====== Exercise text ======
But there are promising signs emerging. Observing the first days of the Carney government, as it works its way through the necessary steps of transition brought to mind the best piece of advice I received when I first worked in a minister’s office more than two decades ago: no matter the org chart or the conversation between the Prime Minister’s Office and your minister’s, the most important dialogue to master is the one that occurs across the conference-room table between the minister’s political staff and the department staff. The more you can come to know and understand this dynamic, and all of the considerations and priorities set on both sides of the table, the more productive and effective your office will be.

Carney has brought in a zen master of this dynamic to lead his transition: former Clerk of the Privy Council and High Commissioner in the UK Janice Charette. Charette has serious political bona fides, having once served as Jean Charest’s chief of staff in Ottawa, but she has garnered a reputation for providing unimpeachable, non-partisan counsel as both a deputy minister and PCO clerk. What makes her so effective is her deep knowledge of the mechanics of government (she was in place as clerk during the pandemic, rolling out massive programs like CERB and CEBA), her prowess in intergovernmental relations and her keen understanding of how the two sides of the table can work most effectively through a crisis. It is testament to Carney’s own institutional memory that he selected her for this crucial role.
====== Given entries ======
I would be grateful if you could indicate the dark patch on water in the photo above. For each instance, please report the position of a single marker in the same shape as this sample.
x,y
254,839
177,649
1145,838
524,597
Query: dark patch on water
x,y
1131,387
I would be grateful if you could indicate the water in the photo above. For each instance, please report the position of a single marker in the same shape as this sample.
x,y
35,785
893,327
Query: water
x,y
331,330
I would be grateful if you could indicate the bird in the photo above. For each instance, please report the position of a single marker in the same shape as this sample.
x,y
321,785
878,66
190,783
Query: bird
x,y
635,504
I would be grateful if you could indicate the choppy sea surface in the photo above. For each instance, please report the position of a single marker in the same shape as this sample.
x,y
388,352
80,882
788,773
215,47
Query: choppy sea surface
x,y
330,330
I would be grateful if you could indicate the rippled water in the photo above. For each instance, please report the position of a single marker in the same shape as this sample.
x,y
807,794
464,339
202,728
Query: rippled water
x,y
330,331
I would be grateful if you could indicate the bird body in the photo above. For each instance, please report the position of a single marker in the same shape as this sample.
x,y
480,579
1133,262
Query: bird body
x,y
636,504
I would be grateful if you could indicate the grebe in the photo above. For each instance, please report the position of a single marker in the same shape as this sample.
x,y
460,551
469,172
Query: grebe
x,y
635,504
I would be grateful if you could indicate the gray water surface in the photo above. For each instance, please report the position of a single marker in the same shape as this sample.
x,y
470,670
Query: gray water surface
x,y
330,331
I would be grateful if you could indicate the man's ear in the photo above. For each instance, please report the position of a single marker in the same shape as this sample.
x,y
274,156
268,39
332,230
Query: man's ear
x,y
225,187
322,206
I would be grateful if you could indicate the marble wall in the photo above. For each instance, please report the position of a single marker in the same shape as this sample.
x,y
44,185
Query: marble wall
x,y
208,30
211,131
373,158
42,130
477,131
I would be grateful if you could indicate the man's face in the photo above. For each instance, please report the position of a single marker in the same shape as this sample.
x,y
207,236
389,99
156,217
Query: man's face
======
• _Required action A_: Copy everything in the passage on the Carney transition from "Carney has brought" down to "this crucial role.".
• _Required action B_: Sum up the passage on the Carney transition in two sentences.
• _Required action C_: Go on with the passage on the Carney transition, starting after its last sentence.

• _Answer space A_:
Carney has brought in a zen master of this dynamic to lead his transition: former Clerk of the Privy Council and High Commissioner in the UK Janice Charette. Charette has serious political bona fides, having once served as Jean Charest’s chief of staff in Ottawa, but she has garnered a reputation for providing unimpeachable, non-partisan counsel as both a deputy minister and PCO clerk. What makes her so effective is her deep knowledge of the mechanics of government (she was in place as clerk during the pandemic, rolling out massive programs like CERB and CEBA), her prowess in intergovernmental relations and her keen understanding of how the two sides of the table can work most effectively through a crisis. It is testament to Carney’s own institutional memory that he selected her for this crucial role.

• _Answer space B_: The first days of the Carney government recalled advice that a minister's office works best when it masters the dialogue between the minister's political staff and the department staff. To lead his transition, Carney picked former Privy Council clerk Janice Charette, who is known for non-partisan counsel and a deep grasp of how government works.

• _Answer space C_:
The new prime minister also clearly understands he may have a short time frame from which he can make an impact, once transition is completed. The cabinet he has put together has been road-tested for the trade war ahead. The front line of Dominic Leblanc at International Trade, Anita Anand at Industry, Mélanie Joly at Foreign Affairs and François-Philippe Champagne at Finance ensures that there is the closest thing to seamless continuity for bilateral relations with the U.S., during a general election where Carney still has to represent change. Despite the surge in interest in the new prime minister from the electorate and their initial confidence in his potential to lead the government through this period of crisis, this enthusiasm could sputter out quickly; the rage against incumbency, which impacted so many outcomes during the massive electoral churn of 2024, may seem dormant right now, but the support for Poilievre’s candidacy was built on it, and if the firebrand can tap into it once again, the momentum could shift dramatically back to the Conservatives.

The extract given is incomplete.